§ **SOAL LATIHAN 1**: Tuliskan kembali bagian teks tentang misi negara purba di bawah ini, mulai dari "4. Sungai Nil" dan berakhir pada "peradaban Sunda Besar.".
§ **SOAL LATIHAN 2**:
Jawablah pertanyaan berikut berdasarkan teks tentang misi negara purba di bawah ini.
(a) Peradaban apa yang lahir dari Sungai Nil?
(b) Kepada siapa Prabu Sindhula mewariskan Medang Kamulan?
(c) Di mana Aji Saka berkedudukan?
§ **SOAL LATIHAN 3**:
Tentukan apakah setiap pernyataan berikut sesuai dengan teks tentang misi negara purba di bawah ini. Jawab ya atau tidak, lalu kutip kata-kata teks yang menentukannya.
(a) Sungai Yang Tze Kiang melahirkan peradaban Tiongkok.
(b) Salaka Nagara berdiri pada tahun 100 M.
(c) Pangeran Nandhi Swara menurunkan dinasti Galuh.

§ **BAGIAN DOKUMEN**:
Sistematika Ajaran dan Misi Negara Purba

Pada umumnya awal peradaban di Dunia ini berada di sepanjang sungai yang dimulai dari peradaban maritim atau bahari - sungai, diantaranya :

1. Sungai Gangga (Kali Gangga - Kalingga) - Sungai Yamuna di India melahirkan peradaban Harrapa Mohenjo Daro.
2. Sungai Yang Tze Kiang di China melahirkan peradaban Tiongkok.
3. Sungai Amazon -Sungai Misisipi di Amerika melahirkan peradaban Aztec, Inca dan Maya.
4. Sungai Nil di Mesir melahirkan peradaban Mesir Kuno.
5. Sungai Eufrat - Sungai Tingris melahiran peradaban Sumeria -Akadia.
6. Sungai Citarum/Aki Tirem (Asal kata dari Ti Rama - Misi Rama) - Sungai Cimanuk/Rawa Manuk / Prabhu Sindhula - melahirkan peradaban Sunda Besar.

Sungai Citarum dan Cimanuk tersebut kemudian menjadi wilayah negara yang disebut dengan Nagara Matarum, yang berasal dari kata : Medang atau Cimanuk dan Taruma Nagara atau Citarum (Ti Rama - Tirem). Medang Kamulan kemudian diwariskan oleh Prabu Sindhula kepada Dyah Galuh Kandiawati atau Ratu Dayang Sumbi, diteruskan oleh sang adik yaitu Jalu Kandiawan/Dewata Cengkar/Suryawarman (atau dalam bahasa Sunda dikenal dengan istilah di-Wali-keun - Kawali). Selanjutnya generasi berikutnya dikenal dengan dinasti Medang dan Galuh. Tarumanagara dari Pangeran Wisnugopa/Si Tumang (Resi Taruma Hyang) dan Ratu Dayang Sumbi kepada Pangeran Nandhi Swara, yang kemudian menurunkan dinasti Sunda. Taruma Nagara dan Medang kemudian menurunkan kerajaan-kerajaan sebagai wujud pembawa misi negara. Kedua dinasti ini yaitu Sunda - Medang atau Galuh, kemudia mengembangkan sistem ketatanegaraan di dalam menjalan misi Mulla Sarwa Stiwa Danikaya dalam dinasti :

1. Salaka Nagara tahun 78 M/0 Tahun Saka. Awal dari tonggak sejarah kenegaraan di Nusa Jawa yang didirikan oleh :
~ Aji Saka/Haji Raksa Gapura Sagara/Prabhu Sungging Purbangkara, yang berkedudukan di Gunung Raksa pulau Panaitan.

Entri anotasi wilayah
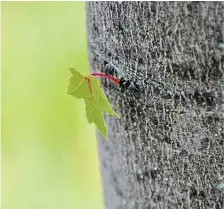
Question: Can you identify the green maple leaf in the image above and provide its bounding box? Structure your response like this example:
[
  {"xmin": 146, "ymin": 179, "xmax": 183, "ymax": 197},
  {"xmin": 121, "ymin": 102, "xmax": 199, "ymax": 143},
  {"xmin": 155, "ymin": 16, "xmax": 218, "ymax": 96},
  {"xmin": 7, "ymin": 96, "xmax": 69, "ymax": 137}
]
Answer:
[{"xmin": 67, "ymin": 68, "xmax": 120, "ymax": 139}]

§ **JAWABAN LENGKAP 1**:
4. Sungai Nil di Mesir melahirkan peradaban Mesir Kuno.
5. Sungai Eufrat - Sungai Tingris melahiran peradaban Sumeria -Akadia.
6. Sungai Citarum/Aki Tirem (Asal kata dari Ti Rama - Misi Rama) - Sungai Cimanuk/Rawa Manuk / Prabhu Sindhula - melahirkan peradaban Sunda Besar.

§ **JAWABAN LENGKAP 2**:
(a) Peradaban Mesir Kuno.
(b) Kepada Dyah Galuh Kandiawati atau Ratu Dayang Sumbi.
(c) Di Gunung Raksa pulau Panaitan.

§ **JAWABAN LENGKAP 3**:
(a) Ya: "Sungai Yang Tze Kiang di China melahirkan peradaban Tiongkok."
(b) Tidak: "Salaka Nagara tahun 78 M/0 Tahun Saka."
(c) Tidak: "kepada Pangeran Nandhi Swara, yang kemudian menurunkan dinasti Sunda."